PROBLEM DETAILS =
Return every line of the listing below that contains the string "tree". Matching is case-sensitive.

Segmentation labeling entries:
※ ※ ※

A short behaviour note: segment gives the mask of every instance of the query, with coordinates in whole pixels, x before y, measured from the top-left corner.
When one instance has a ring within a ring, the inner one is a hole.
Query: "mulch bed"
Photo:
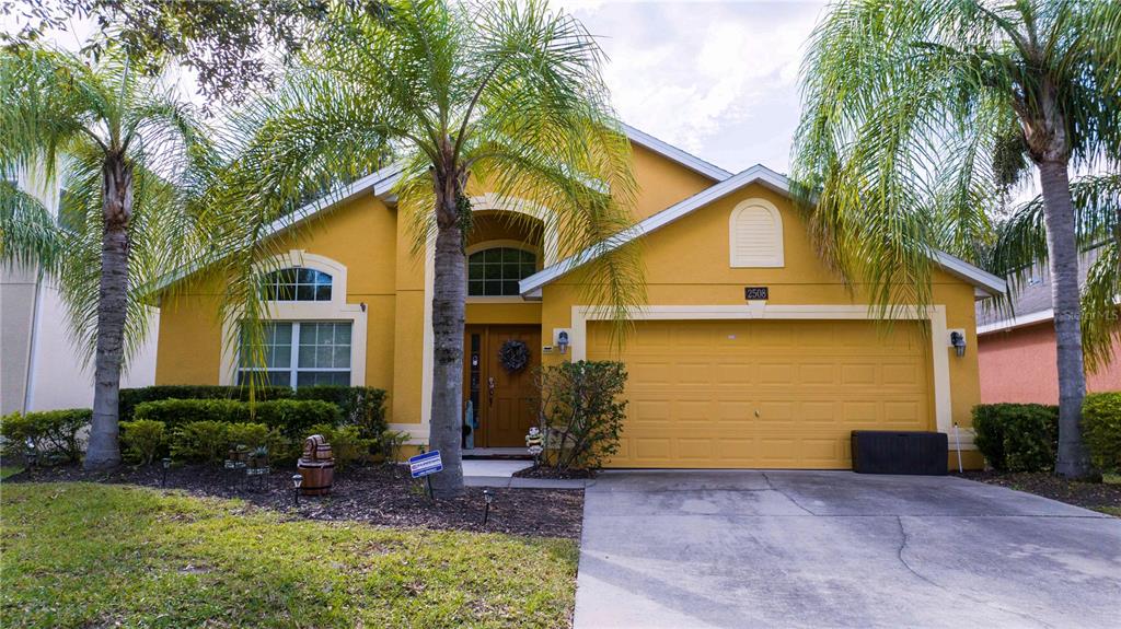
[[[1066,480],[1047,472],[967,471],[970,480],[1000,485],[1078,507],[1121,508],[1121,485]]]
[[[513,472],[513,476],[518,478],[550,478],[559,480],[569,480],[569,479],[595,478],[595,472],[591,470],[560,471],[557,470],[556,468],[548,468],[541,466],[537,468],[526,468],[524,470],[518,470]]]
[[[460,498],[433,500],[424,485],[404,466],[352,468],[336,471],[330,496],[302,496],[293,505],[295,468],[274,469],[261,487],[244,472],[215,466],[173,467],[167,488],[196,496],[240,498],[258,507],[321,520],[358,520],[395,527],[510,533],[580,539],[584,492],[572,489],[490,488],[492,504],[483,526],[483,488],[467,487]],[[86,472],[76,466],[24,471],[4,482],[110,482],[160,487],[163,468],[121,467],[111,472]]]

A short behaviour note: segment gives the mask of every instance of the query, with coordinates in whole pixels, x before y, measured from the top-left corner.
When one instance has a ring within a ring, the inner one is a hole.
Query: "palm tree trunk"
[[[1055,342],[1058,367],[1058,461],[1055,471],[1067,478],[1090,473],[1082,443],[1082,400],[1086,376],[1082,356],[1082,310],[1078,289],[1078,245],[1074,233],[1074,203],[1065,161],[1039,163],[1047,252],[1055,309]]]
[[[439,226],[432,294],[434,360],[428,442],[441,451],[444,461],[444,471],[432,477],[433,494],[454,497],[463,492],[460,439],[463,433],[463,326],[466,321],[467,264],[454,194],[442,195],[441,191],[437,191]]]
[[[102,199],[104,225],[98,294],[93,425],[85,452],[87,470],[113,468],[121,462],[118,420],[129,287],[128,224],[132,216],[132,168],[120,156],[109,157],[102,167]]]

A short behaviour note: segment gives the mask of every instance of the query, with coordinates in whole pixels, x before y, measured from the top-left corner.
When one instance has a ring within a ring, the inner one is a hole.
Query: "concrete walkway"
[[[530,461],[464,459],[463,484],[467,487],[515,487],[521,489],[583,489],[590,481],[550,478],[516,478],[513,472],[532,466]]]
[[[953,477],[605,472],[577,629],[1118,627],[1121,519]]]

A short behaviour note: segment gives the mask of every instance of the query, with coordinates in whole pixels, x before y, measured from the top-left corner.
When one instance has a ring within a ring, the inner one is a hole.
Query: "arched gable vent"
[[[782,266],[782,216],[763,199],[748,199],[729,220],[732,266]]]

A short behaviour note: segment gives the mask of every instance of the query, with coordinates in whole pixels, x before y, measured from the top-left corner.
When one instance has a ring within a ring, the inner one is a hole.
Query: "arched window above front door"
[[[470,297],[517,297],[518,281],[537,272],[537,255],[515,247],[491,247],[467,256]]]
[[[261,290],[268,301],[331,301],[332,283],[328,273],[293,266],[266,274]]]

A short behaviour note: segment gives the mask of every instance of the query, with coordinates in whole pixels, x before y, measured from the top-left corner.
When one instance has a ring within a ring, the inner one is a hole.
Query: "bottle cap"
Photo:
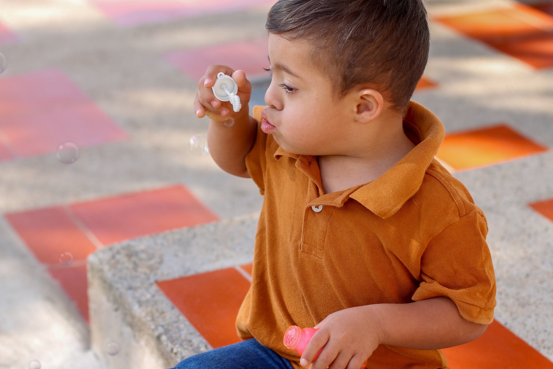
[[[240,102],[239,96],[236,94],[238,91],[238,86],[231,76],[220,72],[217,75],[217,80],[211,89],[216,98],[222,101],[229,101],[232,104],[232,110],[236,112],[240,111],[242,104]]]
[[[220,72],[217,75],[217,80],[215,81],[215,84],[211,88],[211,89],[216,98],[222,101],[228,101],[230,100],[231,98],[225,90],[223,86],[226,87],[229,91],[235,95],[238,91],[238,86],[236,85],[232,77],[227,75],[223,72]]]
[[[297,325],[291,325],[284,335],[284,346],[294,350],[300,343],[301,337],[301,329]]]

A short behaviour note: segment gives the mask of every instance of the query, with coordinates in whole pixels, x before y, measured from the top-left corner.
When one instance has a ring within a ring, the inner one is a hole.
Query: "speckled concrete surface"
[[[211,349],[155,283],[252,263],[258,218],[258,213],[165,232],[90,255],[91,329],[98,356],[110,367],[147,369],[143,361],[129,365],[127,357],[148,352],[145,361],[168,368]],[[132,329],[132,335],[114,325],[117,318],[125,329]],[[127,356],[106,355],[109,340],[118,342]]]
[[[511,0],[426,2],[431,19],[513,3]],[[164,61],[163,55],[235,37],[255,38],[264,32],[266,11],[241,11],[228,18],[212,15],[120,28],[86,0],[2,0],[1,7],[0,22],[17,32],[21,40],[0,45],[9,63],[0,79],[60,69],[129,135],[126,141],[81,148],[79,160],[70,166],[61,164],[54,154],[0,163],[3,213],[175,183],[185,184],[222,219],[259,211],[263,198],[253,182],[228,175],[208,156],[189,150],[190,137],[205,133],[208,122],[194,115],[196,81]],[[235,35],[221,32],[231,24],[240,25]],[[446,132],[502,122],[538,143],[553,146],[553,69],[536,70],[437,22],[431,27],[425,75],[439,85],[415,93],[413,100],[434,112]],[[262,85],[256,89],[251,107],[263,103],[263,90]],[[454,175],[469,188],[488,220],[488,243],[498,280],[496,317],[553,360],[550,281],[553,226],[528,206],[553,198],[551,159],[548,152]],[[149,245],[143,246],[150,249],[161,244],[154,239],[148,241]],[[168,243],[165,248],[176,250],[177,245],[182,244],[179,239],[164,234],[159,242],[163,240]],[[129,255],[136,255],[140,261],[139,247],[131,243],[114,250],[128,250]],[[204,256],[216,258],[217,253],[230,252],[216,249],[215,245],[212,247]],[[212,259],[194,266],[206,270],[249,262],[245,254],[241,255],[235,260]],[[177,255],[175,262],[182,260],[181,256]],[[125,259],[121,255],[117,257],[122,263]],[[157,262],[161,257],[153,260]],[[182,262],[181,271],[184,273],[189,264]],[[122,268],[136,276],[132,263],[128,263]],[[3,219],[0,219],[0,367],[27,367],[31,360],[41,357],[43,367],[49,369],[99,369],[103,362],[97,361],[90,351],[87,325]],[[176,273],[180,266],[171,265],[164,268]],[[118,304],[144,298],[136,291],[126,290],[128,282],[117,270],[105,271],[110,279],[105,283],[123,283],[111,292],[106,290],[113,294],[114,301],[119,301]],[[147,290],[159,297],[159,291]],[[106,296],[112,298],[109,294]],[[128,307],[134,311],[131,318],[142,321],[142,331],[153,332],[148,344],[168,355],[164,360],[207,347],[184,318],[171,315],[174,309],[159,308],[160,327],[156,328],[151,317],[140,315],[146,310]],[[169,321],[179,322],[168,335],[158,336],[159,330],[166,329],[160,327]],[[182,332],[192,337],[191,343],[170,339]],[[104,333],[96,337],[104,341],[110,339],[109,332]],[[176,351],[168,353],[171,347]],[[107,360],[112,362],[106,362],[113,365],[122,357],[110,357]]]

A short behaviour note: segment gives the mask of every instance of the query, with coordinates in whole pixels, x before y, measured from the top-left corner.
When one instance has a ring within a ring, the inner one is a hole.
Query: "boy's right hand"
[[[238,88],[236,94],[240,98],[242,107],[240,111],[234,112],[230,101],[221,101],[215,97],[211,88],[215,85],[217,75],[223,72],[232,77]],[[244,113],[244,108],[248,110],[248,103],[252,95],[252,84],[246,78],[246,72],[240,69],[234,71],[226,65],[210,65],[205,75],[200,79],[198,91],[194,100],[194,111],[196,116],[202,118],[207,115],[212,120],[223,122]],[[246,112],[249,115],[249,111]]]

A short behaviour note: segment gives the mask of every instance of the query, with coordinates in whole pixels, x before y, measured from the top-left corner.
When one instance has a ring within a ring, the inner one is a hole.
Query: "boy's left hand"
[[[314,328],[320,328],[304,351],[300,364],[307,366],[319,350],[310,369],[359,369],[383,341],[382,326],[371,305],[338,310]]]

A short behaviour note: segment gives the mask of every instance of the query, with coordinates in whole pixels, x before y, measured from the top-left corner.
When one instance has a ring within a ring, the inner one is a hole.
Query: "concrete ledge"
[[[108,368],[170,368],[212,348],[155,282],[251,263],[259,213],[110,245],[88,259],[92,350]],[[111,342],[119,346],[108,355]]]

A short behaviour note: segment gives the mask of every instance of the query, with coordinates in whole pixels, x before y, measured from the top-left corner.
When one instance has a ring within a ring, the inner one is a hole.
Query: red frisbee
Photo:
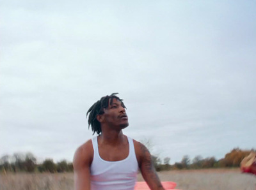
[[[176,183],[173,182],[161,182],[163,187],[166,190],[174,189],[176,187]],[[137,182],[135,184],[134,190],[142,190],[142,189],[150,189],[145,182]]]

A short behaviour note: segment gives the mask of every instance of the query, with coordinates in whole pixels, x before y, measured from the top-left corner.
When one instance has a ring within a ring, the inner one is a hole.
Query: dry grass
[[[162,181],[173,181],[182,190],[256,190],[256,176],[238,169],[177,170],[159,173]],[[138,180],[143,180],[140,175]],[[1,190],[73,189],[73,173],[8,173],[0,175]]]

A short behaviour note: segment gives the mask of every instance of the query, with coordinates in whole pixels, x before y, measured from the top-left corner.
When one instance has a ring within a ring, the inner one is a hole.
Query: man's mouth
[[[128,119],[127,115],[126,115],[126,114],[121,115],[120,117],[121,119]]]

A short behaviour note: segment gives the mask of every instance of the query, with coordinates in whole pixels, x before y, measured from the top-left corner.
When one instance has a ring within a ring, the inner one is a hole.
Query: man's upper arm
[[[89,140],[76,151],[73,159],[75,190],[90,190],[90,167],[93,155],[92,141]]]
[[[150,189],[164,189],[156,172],[150,153],[143,144],[140,142],[137,143],[136,152],[138,153],[139,166],[144,180]]]

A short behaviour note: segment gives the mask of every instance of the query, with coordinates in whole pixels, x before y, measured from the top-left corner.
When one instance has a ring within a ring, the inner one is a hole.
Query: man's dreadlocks
[[[108,107],[109,99],[110,105],[111,105],[113,103],[113,99],[115,98],[121,102],[121,106],[122,107],[126,108],[122,101],[122,99],[115,96],[118,94],[118,93],[113,93],[110,96],[107,95],[106,96],[103,96],[100,100],[98,100],[97,102],[95,102],[88,110],[86,113],[86,117],[90,113],[88,118],[88,128],[90,128],[90,126],[91,126],[92,131],[93,133],[93,135],[94,135],[95,132],[98,135],[101,133],[100,123],[97,119],[97,115],[102,115],[104,113],[104,108],[106,109]]]

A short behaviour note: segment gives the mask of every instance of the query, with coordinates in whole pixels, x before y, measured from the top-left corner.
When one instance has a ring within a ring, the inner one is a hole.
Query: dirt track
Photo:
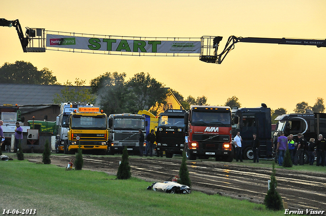
[[[42,157],[29,157],[41,162]],[[65,167],[74,156],[51,156],[51,164]],[[121,157],[84,156],[83,169],[116,174]],[[149,181],[162,182],[178,175],[181,158],[130,157],[132,175]],[[209,161],[187,161],[193,190],[262,203],[267,190],[271,168],[253,167],[248,163]],[[244,164],[244,165],[243,165]],[[246,165],[247,164],[247,165]],[[310,173],[277,169],[277,191],[289,208],[326,210],[326,173]],[[326,214],[325,214],[326,215]]]

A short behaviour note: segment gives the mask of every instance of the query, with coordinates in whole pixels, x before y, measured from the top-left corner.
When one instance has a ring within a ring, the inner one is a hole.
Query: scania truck
[[[184,149],[186,125],[185,110],[167,109],[159,115],[156,131],[156,149],[165,151],[167,158],[182,155]]]
[[[231,108],[192,105],[184,114],[187,126],[185,150],[187,159],[197,156],[232,162]]]
[[[112,114],[108,116],[110,137],[108,153],[121,153],[127,147],[129,153],[139,152],[139,130],[146,136],[147,121],[138,114]],[[144,147],[144,143],[142,143]]]
[[[83,150],[106,155],[107,152],[107,118],[98,107],[79,106],[69,117],[68,140],[64,153],[73,153],[80,144]]]

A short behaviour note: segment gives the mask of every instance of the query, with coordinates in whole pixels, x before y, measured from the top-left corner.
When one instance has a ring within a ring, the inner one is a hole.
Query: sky
[[[25,27],[136,37],[326,39],[324,0],[0,0],[0,14]],[[326,47],[238,43],[221,65],[199,57],[130,56],[46,50],[24,53],[14,28],[0,27],[0,66],[16,60],[47,68],[63,83],[104,73],[149,73],[185,98],[205,96],[224,105],[233,96],[242,107],[262,103],[293,113],[302,101],[326,99]],[[219,51],[221,50],[219,49]],[[17,103],[19,104],[19,102]]]

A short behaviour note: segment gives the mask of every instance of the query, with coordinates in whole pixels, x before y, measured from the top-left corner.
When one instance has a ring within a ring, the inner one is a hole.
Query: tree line
[[[43,85],[62,85],[57,82],[52,72],[44,68],[38,70],[31,63],[16,61],[14,64],[5,63],[0,67],[0,76],[3,83],[20,83]],[[153,107],[151,112],[156,115],[160,106],[167,104],[169,96],[168,88],[151,77],[148,73],[140,72],[126,80],[124,72],[105,72],[90,82],[90,89],[85,86],[86,80],[76,78],[74,83],[67,80],[63,83],[65,87],[61,95],[53,96],[53,103],[67,101],[83,101],[98,104],[107,113],[137,113],[138,110]],[[207,98],[204,96],[194,97],[189,95],[186,98],[176,90],[171,89],[177,99],[185,110],[192,105],[209,105]],[[234,96],[227,99],[224,106],[232,108],[241,107],[239,99]],[[314,112],[324,112],[323,99],[317,98],[313,106],[307,102],[298,103],[294,113],[303,113],[307,109]],[[271,109],[272,123],[278,115],[287,114],[284,108]]]

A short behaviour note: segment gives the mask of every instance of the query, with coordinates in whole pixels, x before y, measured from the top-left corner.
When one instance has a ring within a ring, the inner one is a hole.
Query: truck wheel
[[[185,157],[187,160],[191,160],[194,161],[196,160],[196,156],[190,151],[189,147],[186,146],[185,147]]]
[[[168,158],[172,158],[172,157],[173,157],[173,154],[171,152],[168,152],[166,151],[165,157],[166,157]]]
[[[244,160],[253,160],[254,159],[254,152],[251,147],[248,147],[242,152],[243,158]]]

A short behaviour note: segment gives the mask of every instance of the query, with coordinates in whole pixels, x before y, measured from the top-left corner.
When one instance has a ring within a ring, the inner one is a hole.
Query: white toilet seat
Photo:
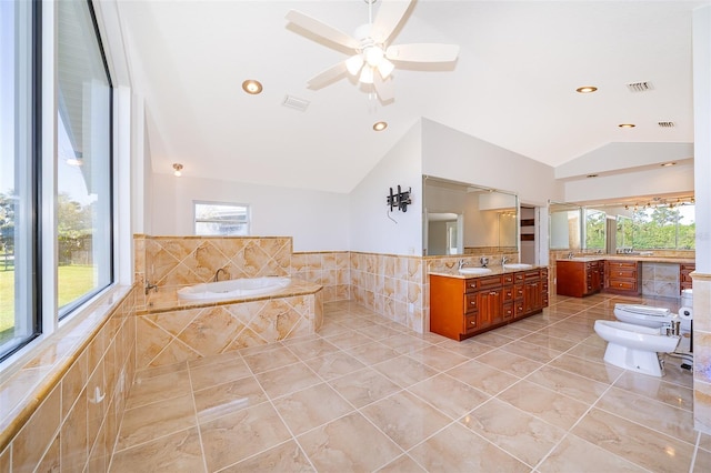
[[[614,304],[614,316],[633,325],[659,329],[670,324],[674,314],[669,309],[639,304]]]

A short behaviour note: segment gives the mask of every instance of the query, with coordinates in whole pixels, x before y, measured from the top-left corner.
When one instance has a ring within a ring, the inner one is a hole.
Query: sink
[[[489,274],[491,270],[489,268],[460,268],[460,274]]]
[[[504,270],[530,270],[533,268],[533,264],[527,263],[507,263],[503,265]]]

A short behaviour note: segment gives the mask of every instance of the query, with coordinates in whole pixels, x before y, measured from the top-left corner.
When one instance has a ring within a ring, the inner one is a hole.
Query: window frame
[[[193,200],[192,201],[192,232],[194,235],[197,236],[219,236],[219,235],[212,235],[212,234],[201,234],[198,233],[198,223],[210,223],[210,222],[216,222],[213,220],[198,220],[198,205],[216,205],[216,207],[241,207],[244,208],[246,210],[246,215],[247,215],[247,221],[242,222],[242,221],[238,221],[238,220],[220,220],[219,222],[222,223],[239,223],[239,224],[246,224],[247,225],[247,231],[244,234],[227,234],[227,233],[221,233],[220,235],[223,236],[249,236],[251,234],[251,230],[252,230],[252,208],[250,204],[248,203],[237,203],[237,202],[214,202],[214,201],[203,201],[203,200]]]

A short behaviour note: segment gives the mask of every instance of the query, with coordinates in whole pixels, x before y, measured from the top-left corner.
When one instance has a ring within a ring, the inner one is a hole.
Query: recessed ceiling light
[[[249,79],[242,82],[242,90],[250,95],[257,95],[262,92],[262,84],[258,80]]]

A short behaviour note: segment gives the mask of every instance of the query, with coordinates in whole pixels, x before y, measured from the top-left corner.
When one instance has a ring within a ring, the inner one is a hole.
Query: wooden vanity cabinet
[[[558,260],[557,294],[582,298],[600,292],[601,261]]]
[[[682,263],[679,265],[679,290],[691,289],[691,273],[697,269],[695,263]]]
[[[430,274],[430,331],[464,340],[548,306],[548,270],[479,278]]]
[[[642,270],[638,261],[608,260],[604,263],[604,290],[615,294],[639,295]]]

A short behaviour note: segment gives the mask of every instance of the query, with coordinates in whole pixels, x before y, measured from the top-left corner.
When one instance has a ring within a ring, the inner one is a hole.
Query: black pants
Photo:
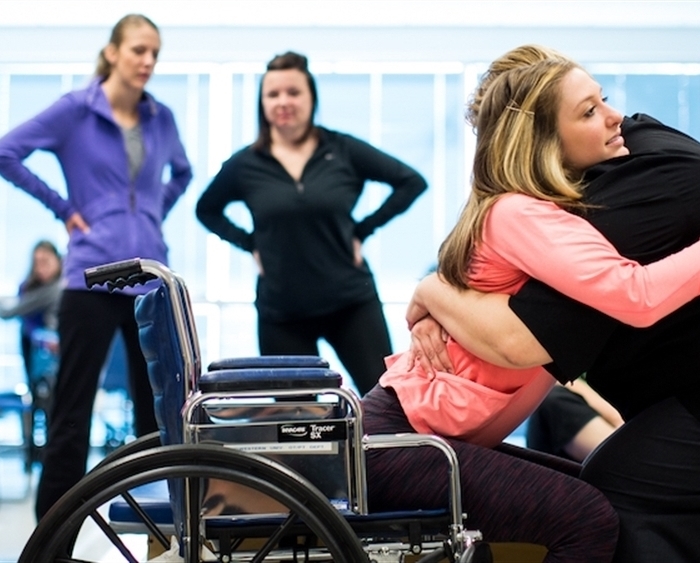
[[[384,358],[391,354],[391,341],[379,300],[292,322],[258,318],[258,343],[264,356],[316,356],[319,338],[333,347],[360,395],[367,393],[384,373]]]
[[[581,477],[620,517],[616,563],[700,561],[700,422],[678,399],[625,422]]]
[[[37,490],[38,519],[85,474],[100,372],[117,329],[126,346],[136,433],[141,436],[157,429],[134,320],[134,297],[64,291],[58,313],[60,363]]]

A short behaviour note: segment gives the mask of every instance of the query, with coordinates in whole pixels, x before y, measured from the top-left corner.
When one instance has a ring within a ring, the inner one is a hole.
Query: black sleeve
[[[547,371],[561,383],[587,371],[620,323],[535,279],[509,299],[510,308],[552,357]]]
[[[226,161],[197,202],[197,219],[212,233],[248,252],[253,251],[253,236],[235,225],[225,214],[226,207],[239,201],[239,167],[236,155]]]
[[[361,241],[375,229],[406,211],[428,187],[425,178],[416,170],[372,145],[347,136],[350,159],[357,173],[366,180],[384,182],[391,186],[391,194],[382,205],[355,227],[355,236]]]

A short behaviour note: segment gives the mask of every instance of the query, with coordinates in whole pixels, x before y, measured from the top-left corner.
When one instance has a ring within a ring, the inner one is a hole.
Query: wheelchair
[[[85,279],[110,290],[155,282],[136,320],[160,431],[115,450],[68,491],[20,563],[86,561],[81,538],[93,535],[113,546],[110,561],[136,562],[132,534],[148,536],[156,547],[146,560],[156,561],[492,561],[481,533],[464,526],[445,440],[366,435],[358,397],[315,356],[225,359],[201,373],[187,288],[158,262],[106,264]],[[444,453],[444,510],[369,510],[365,453],[396,447]]]

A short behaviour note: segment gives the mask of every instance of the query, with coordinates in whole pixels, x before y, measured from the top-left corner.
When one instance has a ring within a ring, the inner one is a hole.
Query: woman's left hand
[[[447,353],[447,338],[445,329],[431,316],[418,321],[411,329],[408,365],[413,367],[418,362],[426,373],[454,373],[452,361]]]

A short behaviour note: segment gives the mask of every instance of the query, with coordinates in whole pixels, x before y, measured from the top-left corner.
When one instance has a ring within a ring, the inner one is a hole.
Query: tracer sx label
[[[277,425],[278,442],[310,442],[344,440],[344,422],[289,422]]]

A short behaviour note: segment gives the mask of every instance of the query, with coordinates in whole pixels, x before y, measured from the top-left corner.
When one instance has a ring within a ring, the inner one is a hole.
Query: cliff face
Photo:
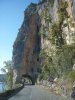
[[[28,74],[37,77],[40,52],[40,18],[35,4],[24,12],[24,21],[13,45],[14,76]]]
[[[13,45],[14,76],[37,77],[40,48],[53,56],[56,47],[74,44],[74,5],[74,0],[45,0],[28,6]]]

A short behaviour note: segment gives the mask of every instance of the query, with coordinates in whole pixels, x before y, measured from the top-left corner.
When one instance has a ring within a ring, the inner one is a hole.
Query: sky
[[[0,0],[0,68],[12,59],[13,43],[20,28],[24,10],[38,0]]]

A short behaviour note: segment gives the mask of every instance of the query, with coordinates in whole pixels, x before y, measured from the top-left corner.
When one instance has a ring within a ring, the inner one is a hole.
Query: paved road
[[[19,93],[8,100],[63,100],[62,97],[50,94],[41,86],[25,86]]]

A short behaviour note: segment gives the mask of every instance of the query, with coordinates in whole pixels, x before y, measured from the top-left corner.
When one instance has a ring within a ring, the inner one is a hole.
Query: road
[[[25,86],[19,93],[8,100],[64,100],[53,95],[41,86]]]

※ ※ ※

RESULT OF THE EXERCISE =
Query: "palm tree trunk"
Query: tree line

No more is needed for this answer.